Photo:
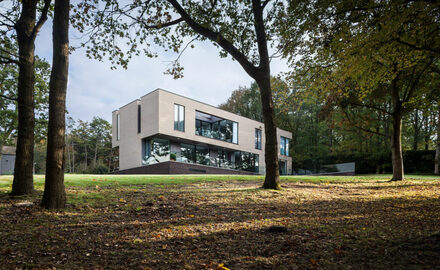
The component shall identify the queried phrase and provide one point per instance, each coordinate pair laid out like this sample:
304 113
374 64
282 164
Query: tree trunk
416 130
54 196
427 133
96 153
85 150
23 182
69 157
260 73
73 157
272 179
396 141
437 147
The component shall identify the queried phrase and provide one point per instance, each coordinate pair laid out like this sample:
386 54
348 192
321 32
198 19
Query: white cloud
95 90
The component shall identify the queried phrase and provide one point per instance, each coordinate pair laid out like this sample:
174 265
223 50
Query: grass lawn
219 222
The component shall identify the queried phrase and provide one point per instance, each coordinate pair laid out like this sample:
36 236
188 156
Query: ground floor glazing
156 149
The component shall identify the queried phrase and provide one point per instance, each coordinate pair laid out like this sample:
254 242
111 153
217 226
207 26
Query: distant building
165 133
7 160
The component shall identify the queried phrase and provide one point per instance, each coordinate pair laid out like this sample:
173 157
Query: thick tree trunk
416 130
437 147
85 150
69 157
23 182
396 141
54 196
73 157
272 179
427 133
260 73
96 153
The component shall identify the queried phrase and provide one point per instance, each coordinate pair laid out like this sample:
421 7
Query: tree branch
370 107
217 38
265 4
257 10
147 26
419 48
7 60
7 97
41 20
361 128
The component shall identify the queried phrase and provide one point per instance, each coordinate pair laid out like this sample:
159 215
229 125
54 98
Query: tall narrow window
257 138
179 117
118 127
234 132
284 146
139 118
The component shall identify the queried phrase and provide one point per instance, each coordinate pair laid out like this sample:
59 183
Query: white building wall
158 118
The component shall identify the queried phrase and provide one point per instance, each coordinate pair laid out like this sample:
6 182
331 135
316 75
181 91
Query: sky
96 90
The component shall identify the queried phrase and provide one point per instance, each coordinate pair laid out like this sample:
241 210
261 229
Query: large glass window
202 155
187 153
155 151
257 138
179 117
216 128
284 146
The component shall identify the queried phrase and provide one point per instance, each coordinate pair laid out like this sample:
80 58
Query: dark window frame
284 142
176 126
258 138
139 118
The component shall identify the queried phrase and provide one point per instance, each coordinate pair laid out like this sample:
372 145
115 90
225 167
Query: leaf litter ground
359 224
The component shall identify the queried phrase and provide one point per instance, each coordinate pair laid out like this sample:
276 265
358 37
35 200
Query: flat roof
160 89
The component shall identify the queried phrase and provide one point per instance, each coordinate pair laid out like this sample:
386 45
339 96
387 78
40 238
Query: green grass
88 180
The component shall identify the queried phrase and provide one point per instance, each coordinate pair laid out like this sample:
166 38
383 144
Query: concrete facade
7 160
157 119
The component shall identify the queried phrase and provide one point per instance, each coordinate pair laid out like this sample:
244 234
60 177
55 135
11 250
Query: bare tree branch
419 48
42 19
217 38
7 97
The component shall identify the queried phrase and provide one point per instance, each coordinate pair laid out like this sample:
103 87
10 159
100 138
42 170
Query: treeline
324 133
88 148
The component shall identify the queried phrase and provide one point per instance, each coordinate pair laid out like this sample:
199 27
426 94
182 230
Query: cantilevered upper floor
162 115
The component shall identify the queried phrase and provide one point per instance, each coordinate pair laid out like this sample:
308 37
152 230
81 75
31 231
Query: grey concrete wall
7 163
158 118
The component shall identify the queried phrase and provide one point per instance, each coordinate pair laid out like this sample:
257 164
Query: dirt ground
225 225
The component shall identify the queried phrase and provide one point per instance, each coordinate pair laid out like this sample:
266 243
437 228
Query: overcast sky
96 90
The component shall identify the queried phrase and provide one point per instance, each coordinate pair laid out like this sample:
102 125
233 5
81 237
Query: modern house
165 133
7 160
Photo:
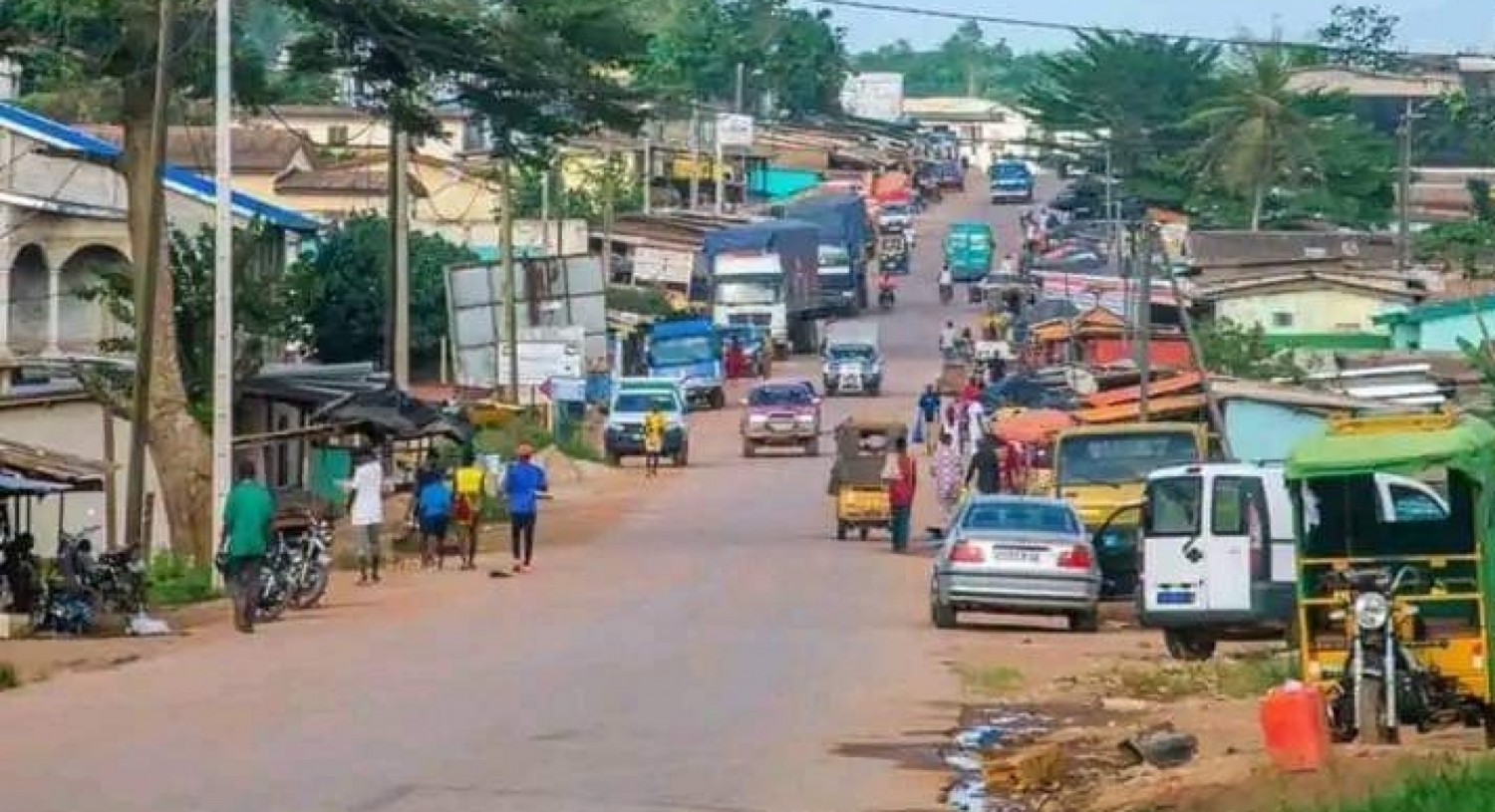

○ ○ ○ ○ ○

● PROBLEM DESCRIPTION
Report each line of the records above that contains the word "white", giving every such line in full and in its original order.

● RESULT OF THIS EXERCISE
Query: white cloud
Query: white building wall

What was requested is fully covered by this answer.